Hemos vivido tiempos en los que el vértigo, el estrés, los cambios tecnológicos a la velocidad de la luz y, en general, toda nuestra cotidianeidad discurría en una aceleración continua. El tiempo, capataz implacable que nos ordenaba la vida y reducía a mera anécdota las relaciones humanas reposadas, nos ha estado tiranizando con la crueldad de Saturno. Horarios laborales pautados, vida familiar caótica, reposo alterado y tiempo cero para la reflexión.
Todo parecía una espiral infinita, de gravedad cero, sin solución de continuidad. El teletrabajo era una especie de “coco” para los empresarios taimados, recelosos de abonar sueldos sin garantía de productividad; las reuniones con los profesores de nuestros hijos se concertaban con la picaresca de inventarse una visita al médico o un catarro repentino que nos impedía ir a trabajar. Todo para que no pareciera que nuestra vida personal interfería en nuestras obligaciones laborales. Y desde luego nunca lunes o viernes, dos días bajo sospecha de incentivar el absentismo laboral. Incluso nuestra vida familiar, nuestras relaciones en casa, estaban supeditadas a los deberes, la elaboración de la agenda para el día siguiente o las preocupaciones por la compra para mantener la nevera con unos mínimos dignos. Todo un bucle consuetudinario.

== Extractos de datos ==
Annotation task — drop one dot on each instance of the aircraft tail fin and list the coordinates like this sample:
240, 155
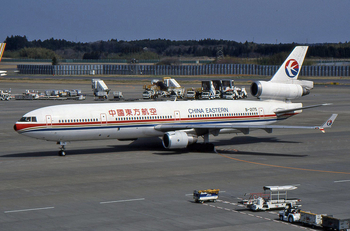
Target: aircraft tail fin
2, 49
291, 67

== Trabajo requerido ==
1/ Actualiza el fragmento del texto sobre la vida acelerada que empieza con las palabras "Hemos vivido tiempos" y termina con "para la reflexión.", cambiando "Saturno" por "Cronos".
2/ Prosigue el texto sobre la vida acelerada a partir de su última oración.
Los registros no hacen falta para nada de lo que aquí se pide.

== Resultados en orden ==
1/
Hemos vivido tiempos en los que el vértigo, el estrés, los cambios tecnológicos a la velocidad de la luz y, en general, toda nuestra cotidianeidad discurría en una aceleración continua. El tiempo, capataz implacable que nos ordenaba la vida y reducía a mera anécdota las relaciones humanas reposadas, nos ha estado tiranizando con la crueldad de Cronos. Horarios laborales pautados, vida familiar caótica, reposo alterado y tiempo cero para la reflexión.

2/
Hasta que en una semana, sin cita previa, todo nuestro mundo se pone patas arriba. El “apocalipsis” aparece como esas galernas de los veranos tórridos que se ven en la lejanía y nos alcanzan antes de llegar a cubierto.
De la incredulidad inicial pasamos al miedo, del miedo al pánico, de este a la histeria obsesiva por acumular alimentos y, una vez confinados, vuelta a la incredulidad por una situación ni de lejos soñada. Aquí comienzan los interrogantes individuales y a la vez coincidentes con el resto de la sociedad. Son muchos e imposibles de enumerar. Es tiempo para la reflexión. Las preguntas que nos hacemos sobre el cómo hemos llegado a esto, no sólo por la pandemia sino por nuestra forma de vida y nuestro rol como sociedad, son importantes, muy importantes para el futuro que nos espera el día después. Pero es mucho más importante que esas reflexiones colectivas tengan respuestas también colectivas. A veces es bueno llegar al punto de partida. Y si no es así, tratar de reinventarlo. Lo dicho… tiempo de reflexión.